# Written instruction
Please rewrite the rows below as one numbered list, leaving out the blank lines.

# Raw records

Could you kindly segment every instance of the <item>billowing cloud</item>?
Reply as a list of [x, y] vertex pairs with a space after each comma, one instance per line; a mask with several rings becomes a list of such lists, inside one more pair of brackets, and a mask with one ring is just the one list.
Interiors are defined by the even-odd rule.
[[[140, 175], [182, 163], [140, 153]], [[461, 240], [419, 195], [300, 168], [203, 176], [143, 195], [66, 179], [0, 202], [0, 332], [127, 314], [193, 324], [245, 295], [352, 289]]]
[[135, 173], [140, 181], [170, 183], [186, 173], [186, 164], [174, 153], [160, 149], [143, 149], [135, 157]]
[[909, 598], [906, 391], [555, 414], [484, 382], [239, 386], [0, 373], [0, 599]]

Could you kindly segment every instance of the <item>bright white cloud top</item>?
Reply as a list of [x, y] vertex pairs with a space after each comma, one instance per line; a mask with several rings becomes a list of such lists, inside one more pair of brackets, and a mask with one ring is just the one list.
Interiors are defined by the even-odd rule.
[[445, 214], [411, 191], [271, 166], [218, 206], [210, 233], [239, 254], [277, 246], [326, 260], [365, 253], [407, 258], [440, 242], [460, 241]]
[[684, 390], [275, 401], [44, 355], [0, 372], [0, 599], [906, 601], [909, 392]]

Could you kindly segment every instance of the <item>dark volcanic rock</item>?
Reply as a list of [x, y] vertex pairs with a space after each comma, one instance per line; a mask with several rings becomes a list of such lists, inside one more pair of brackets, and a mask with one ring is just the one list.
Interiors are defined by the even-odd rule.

# Exercise answer
1. Could you kindly segment every instance of the <item>billowing cloud</item>?
2. Reply as a list of [x, y] vertex pairs with a space after each comma, one instance per line; a mask with several rings becomes a list of such lists, inside one more pair of brackets, and a mask with one ring is just the one list.
3. Interiors are defined by the even-odd rule.
4. [[[140, 175], [182, 163], [140, 153]], [[461, 240], [419, 195], [300, 168], [203, 176], [143, 195], [66, 179], [0, 202], [0, 332], [127, 314], [193, 324], [245, 295], [352, 289]]]
5. [[135, 173], [140, 181], [170, 183], [186, 173], [186, 164], [174, 153], [160, 149], [143, 149], [135, 157]]
6. [[909, 598], [906, 391], [555, 414], [484, 382], [239, 386], [0, 373], [0, 599]]
7. Could you kindly segment every instance of the <item>bright white cloud top</item>?
8. Reply as a list of [x, y] vertex pairs with a space after each comma, one instance per line; a mask with several rings becomes a list of such lists, inside one more pair of brackets, and a mask with one ring is just the one list.
9. Interiors are defined by the even-odd rule.
10. [[445, 214], [411, 191], [271, 166], [218, 206], [210, 233], [239, 254], [277, 246], [326, 260], [365, 253], [407, 258], [440, 242], [460, 241]]
11. [[684, 390], [275, 401], [44, 355], [0, 372], [0, 599], [906, 601], [909, 392]]
12. Could you kindly segment every instance of the <item>dark volcanic rock</item>?
13. Reply as a list of [x, y] vertex pairs with a space after each comma, one instance per line; a mask with several rings becomes a list of such lists, inside one more pair of brackets, and a mask with one ring is just the one list.
14. Interiors are defined by the even-odd rule.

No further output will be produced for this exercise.